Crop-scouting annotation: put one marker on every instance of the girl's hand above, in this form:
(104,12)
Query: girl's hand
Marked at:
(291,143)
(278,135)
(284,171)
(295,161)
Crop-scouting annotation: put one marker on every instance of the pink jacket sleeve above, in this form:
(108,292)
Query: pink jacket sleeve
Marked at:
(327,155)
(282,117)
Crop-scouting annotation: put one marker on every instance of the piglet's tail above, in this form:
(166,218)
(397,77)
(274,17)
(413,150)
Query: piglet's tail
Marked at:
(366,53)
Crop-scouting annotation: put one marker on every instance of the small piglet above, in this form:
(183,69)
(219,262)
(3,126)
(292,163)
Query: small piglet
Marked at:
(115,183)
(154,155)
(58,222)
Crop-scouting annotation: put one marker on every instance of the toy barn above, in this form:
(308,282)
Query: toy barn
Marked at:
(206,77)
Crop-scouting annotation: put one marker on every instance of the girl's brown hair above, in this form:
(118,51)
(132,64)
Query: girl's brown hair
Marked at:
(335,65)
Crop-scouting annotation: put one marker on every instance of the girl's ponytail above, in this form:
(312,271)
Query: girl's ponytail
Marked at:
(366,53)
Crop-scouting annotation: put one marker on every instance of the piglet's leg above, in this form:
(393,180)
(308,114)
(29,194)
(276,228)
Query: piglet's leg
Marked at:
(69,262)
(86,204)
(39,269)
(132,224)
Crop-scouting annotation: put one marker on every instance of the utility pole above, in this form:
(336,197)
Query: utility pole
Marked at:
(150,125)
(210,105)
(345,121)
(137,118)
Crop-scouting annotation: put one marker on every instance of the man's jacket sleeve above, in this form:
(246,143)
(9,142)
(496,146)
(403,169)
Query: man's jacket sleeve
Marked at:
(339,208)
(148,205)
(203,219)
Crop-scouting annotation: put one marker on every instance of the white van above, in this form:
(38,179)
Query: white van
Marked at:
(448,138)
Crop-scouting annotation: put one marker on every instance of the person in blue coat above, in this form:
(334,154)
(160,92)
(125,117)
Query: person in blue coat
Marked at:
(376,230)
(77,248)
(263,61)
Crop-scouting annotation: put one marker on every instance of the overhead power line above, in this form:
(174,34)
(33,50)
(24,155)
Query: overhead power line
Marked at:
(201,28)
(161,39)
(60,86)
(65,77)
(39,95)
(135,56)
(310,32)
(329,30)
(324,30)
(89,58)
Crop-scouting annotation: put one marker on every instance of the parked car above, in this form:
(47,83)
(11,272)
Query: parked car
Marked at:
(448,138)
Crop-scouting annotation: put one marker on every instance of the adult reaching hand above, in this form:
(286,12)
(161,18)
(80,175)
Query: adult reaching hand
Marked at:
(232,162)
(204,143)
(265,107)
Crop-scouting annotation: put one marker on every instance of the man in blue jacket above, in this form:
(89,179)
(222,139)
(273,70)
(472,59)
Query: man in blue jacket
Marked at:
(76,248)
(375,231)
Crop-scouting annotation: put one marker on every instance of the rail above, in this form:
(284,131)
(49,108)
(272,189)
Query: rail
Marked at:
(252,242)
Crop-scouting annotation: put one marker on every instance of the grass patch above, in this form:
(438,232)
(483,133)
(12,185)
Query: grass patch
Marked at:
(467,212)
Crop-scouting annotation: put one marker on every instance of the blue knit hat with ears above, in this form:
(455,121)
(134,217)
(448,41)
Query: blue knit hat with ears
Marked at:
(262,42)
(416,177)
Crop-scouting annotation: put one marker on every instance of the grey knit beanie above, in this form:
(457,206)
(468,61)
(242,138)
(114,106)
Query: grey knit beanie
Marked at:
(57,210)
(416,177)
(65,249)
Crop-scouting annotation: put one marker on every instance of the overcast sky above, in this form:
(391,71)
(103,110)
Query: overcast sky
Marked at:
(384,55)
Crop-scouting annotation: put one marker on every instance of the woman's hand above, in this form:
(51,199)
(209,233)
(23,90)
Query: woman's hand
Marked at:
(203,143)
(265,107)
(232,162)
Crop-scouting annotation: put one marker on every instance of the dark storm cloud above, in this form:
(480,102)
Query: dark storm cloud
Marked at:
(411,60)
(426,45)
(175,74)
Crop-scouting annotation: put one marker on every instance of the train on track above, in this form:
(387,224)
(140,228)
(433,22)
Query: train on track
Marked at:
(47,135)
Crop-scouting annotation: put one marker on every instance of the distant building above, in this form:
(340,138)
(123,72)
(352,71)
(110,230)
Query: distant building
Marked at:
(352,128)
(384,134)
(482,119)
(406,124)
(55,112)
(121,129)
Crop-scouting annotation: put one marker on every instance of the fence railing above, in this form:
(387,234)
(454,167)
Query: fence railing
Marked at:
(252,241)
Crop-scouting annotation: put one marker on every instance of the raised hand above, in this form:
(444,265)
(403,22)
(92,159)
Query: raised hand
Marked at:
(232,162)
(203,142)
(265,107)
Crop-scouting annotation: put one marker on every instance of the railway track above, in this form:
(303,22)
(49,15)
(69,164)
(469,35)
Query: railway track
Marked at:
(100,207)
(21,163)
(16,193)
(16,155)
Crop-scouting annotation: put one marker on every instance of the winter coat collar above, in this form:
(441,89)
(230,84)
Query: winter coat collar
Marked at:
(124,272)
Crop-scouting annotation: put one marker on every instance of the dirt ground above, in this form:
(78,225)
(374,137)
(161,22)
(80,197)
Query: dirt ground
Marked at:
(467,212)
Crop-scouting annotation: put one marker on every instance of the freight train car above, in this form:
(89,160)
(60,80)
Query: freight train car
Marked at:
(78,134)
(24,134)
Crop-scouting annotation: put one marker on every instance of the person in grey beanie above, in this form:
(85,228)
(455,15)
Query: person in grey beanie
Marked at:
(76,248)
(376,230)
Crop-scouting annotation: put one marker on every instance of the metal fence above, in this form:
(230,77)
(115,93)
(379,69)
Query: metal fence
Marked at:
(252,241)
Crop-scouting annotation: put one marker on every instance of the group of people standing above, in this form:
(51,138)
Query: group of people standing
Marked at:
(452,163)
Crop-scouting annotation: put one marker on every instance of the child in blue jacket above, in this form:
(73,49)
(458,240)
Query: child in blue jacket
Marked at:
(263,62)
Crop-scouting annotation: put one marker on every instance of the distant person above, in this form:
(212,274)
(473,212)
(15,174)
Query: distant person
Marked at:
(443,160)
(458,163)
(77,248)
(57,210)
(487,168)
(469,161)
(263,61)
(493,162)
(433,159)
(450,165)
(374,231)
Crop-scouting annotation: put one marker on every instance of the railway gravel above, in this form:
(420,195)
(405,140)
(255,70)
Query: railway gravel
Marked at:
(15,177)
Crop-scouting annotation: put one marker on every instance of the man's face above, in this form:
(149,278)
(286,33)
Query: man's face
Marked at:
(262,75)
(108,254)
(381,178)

**Work instructions:**
Copy all of the records above line for line, leaving every word, number, and mark unchanged.

**Answer below:**
Crop-scouting annotation: put one marker on every instance of the girl's hand above, in this form:
(104,12)
Query: girl's hand
Marked at:
(291,143)
(278,135)
(284,171)
(295,161)
Crop-scouting annotation: put one marker on every instance of the pink jacket sleeve above, in this form:
(108,292)
Query: pink jacket sleeve
Marked at:
(327,155)
(282,117)
Crop-scouting annotation: put one marker on every instance of the piglet's tail above, in this form:
(166,218)
(397,77)
(274,17)
(413,150)
Query: piglet's tail
Marked at:
(366,53)
Crop-scouting annotation: put one marker on every instance of the small piglet above, in this form:
(183,69)
(219,262)
(3,126)
(292,163)
Query: small piglet
Marked at:
(115,183)
(154,155)
(58,222)
Crop-scouting annotation: put one marker on every instance of the toy barn above, in this form:
(308,282)
Query: toy barn
Marked at:
(206,77)
Crop-scouting annotation: put one marker on every instance of the girl's brown hair above, in this form:
(118,51)
(132,64)
Query: girl's brown hair
Marked at:
(335,65)
Crop-scouting annotation: put one marker on every instance of the girl's ponytail above, in this form:
(312,271)
Query: girl's ponytail
Marked at:
(366,53)
Crop-scouting annotation: put one marker on every instance of the piglet's leg above, in this form:
(393,180)
(308,114)
(29,194)
(276,228)
Query: piglet's leg
Marked at:
(69,262)
(86,204)
(39,269)
(132,224)
Crop-scouting annotation: put one marker on every instance of the utility pole above, in this form:
(336,197)
Query: utility pole
Marked at:
(150,125)
(210,105)
(345,121)
(137,118)
Crop-scouting annotation: put one marker on every instance of the man's jacket sleeve above, in this form:
(246,143)
(9,142)
(496,146)
(403,169)
Query: man's jacket sleeve
Marked at:
(339,208)
(148,205)
(203,219)
Crop-scouting annotation: put one marker on every instance of the white van above, in this form:
(38,179)
Query: white van
Marked at:
(448,138)
Crop-scouting annotation: put one marker on every instance of the person in blue coat above, in this form:
(334,154)
(160,92)
(125,117)
Query: person in blue coat
Marked at:
(376,230)
(77,248)
(263,61)
Crop-scouting annotation: put one marker on every instance of the overhead power line above, in this form:
(174,34)
(33,50)
(24,155)
Query: overhead power line
Marked at:
(201,28)
(161,39)
(60,86)
(65,77)
(39,95)
(135,56)
(310,32)
(329,30)
(324,30)
(89,58)
Crop-scouting annotation: put one marker on every instance of the parked car above, in this form:
(47,83)
(11,272)
Query: parked car
Marked at:
(448,138)
Crop-scouting annotation: put one marker on every instance of the adult reaching hand above, in this form:
(286,12)
(161,18)
(80,175)
Query: adult reaching hand
Marked at:
(232,162)
(204,143)
(265,107)
Crop-scouting annotation: put one marker on every instance of the man in blue jacket above, in this form:
(89,179)
(222,139)
(273,70)
(472,59)
Query: man in blue jacket
Marked at:
(76,248)
(375,231)
Crop-scouting annotation: put one marker on every instance of the rail above, in this form:
(284,131)
(49,108)
(272,189)
Query: rail
Marked at:
(252,242)
Crop-scouting annotation: put one marker on every instance of the grass patch above, in this form:
(438,232)
(483,133)
(12,185)
Query: grass patch
Marked at:
(467,212)
Crop-scouting annotation: put one marker on every instance of the blue knit hat with ears above, in this form:
(455,121)
(134,217)
(448,41)
Query: blue knit hat with ears
Marked at:
(262,42)
(416,177)
Crop-scouting annotation: put one marker on every instance of the grey knit beanie above, in this form:
(457,206)
(468,61)
(242,138)
(114,106)
Query: grey knit beanie
Marked at:
(57,210)
(416,177)
(65,249)
Crop-scouting annotation: put one marker on every instance of the overcast sky above, in this form:
(391,71)
(103,110)
Query: overcast sky
Marked at:
(384,55)
Crop-scouting annotation: put one marker on every instance of the woman's hand above, in this form:
(51,199)
(209,233)
(23,90)
Query: woman's hand
Marked at:
(203,143)
(265,107)
(232,162)
Crop-scouting annotation: put one marker on every instance of the dark storm cloud above, in this form:
(480,102)
Query: dark storm cloud
Marked at:
(411,60)
(426,45)
(175,74)
Crop-scouting annotation: put one marker on every instance of the train on track above, in this form:
(387,224)
(140,228)
(433,22)
Query: train on track
Marked at:
(47,135)
Crop-scouting annotation: put one marker on every instance of the distant building above, in this form:
(340,138)
(123,72)
(352,71)
(110,230)
Query: distant building
Marked at:
(352,128)
(384,134)
(482,119)
(406,124)
(55,112)
(121,129)
Crop-scouting annotation: put one marker on every instance of the fence railing above, in this form:
(387,234)
(454,167)
Query: fence railing
Marked at:
(252,241)
Crop-scouting annotation: put one marker on every instance of the raised hand above, in this form:
(444,265)
(403,22)
(92,159)
Query: raised hand
Marked at:
(232,162)
(203,142)
(265,107)
Crop-scouting annotation: put one marker on every instance of the railway track above, in this form:
(303,22)
(49,15)
(69,164)
(469,35)
Query: railway track
Marked at:
(100,207)
(21,163)
(16,193)
(16,155)
Crop-scouting annotation: put one marker on every instance of the winter coat collar above, in this form:
(441,89)
(230,84)
Query: winter coat collar
Marked at:
(124,272)
Crop-scouting annotation: put one marker on every instance of the dirt ground above, in this form:
(78,225)
(374,137)
(161,22)
(80,197)
Query: dirt ground
Marked at:
(467,212)
Crop-scouting annotation: put one marker on every instance of the freight train car above, in this form:
(89,160)
(60,80)
Query: freight train car
Marked at:
(78,134)
(24,134)
Crop-scouting annotation: put one marker on every instance of the person in grey beanie above, in this form:
(85,228)
(455,15)
Query: person in grey beanie
Marked at:
(76,248)
(376,230)
Crop-scouting annotation: put one marker on every instance of the metal fence above, in this form:
(230,77)
(115,93)
(379,69)
Query: metal fence
Marked at:
(252,241)
Crop-scouting annotation: put one marker on every instance of the group of people standing above, in this form:
(51,138)
Query: group of people standing
Marked at:
(452,163)
Crop-scouting annotation: put one marker on every instance of the child in blue jacket above, in this form:
(73,49)
(458,240)
Query: child in blue jacket
Marked at:
(263,62)
Crop-scouting annotation: put one marker on every instance of the distant person above, in this form:
(212,274)
(473,212)
(15,174)
Query: distant person
Marked at:
(443,160)
(458,163)
(77,248)
(57,210)
(487,168)
(469,161)
(263,61)
(493,162)
(433,159)
(450,165)
(374,231)
Crop-scouting annotation: put one marker on every instance of the railway gravel above, in this form:
(420,195)
(405,140)
(255,70)
Query: railway gravel
Marked at:
(15,177)
Crop-scouting annotation: put one marker on every instance of the man's face above, in this form:
(149,278)
(286,33)
Query: man's face
Marked at:
(262,75)
(108,254)
(381,178)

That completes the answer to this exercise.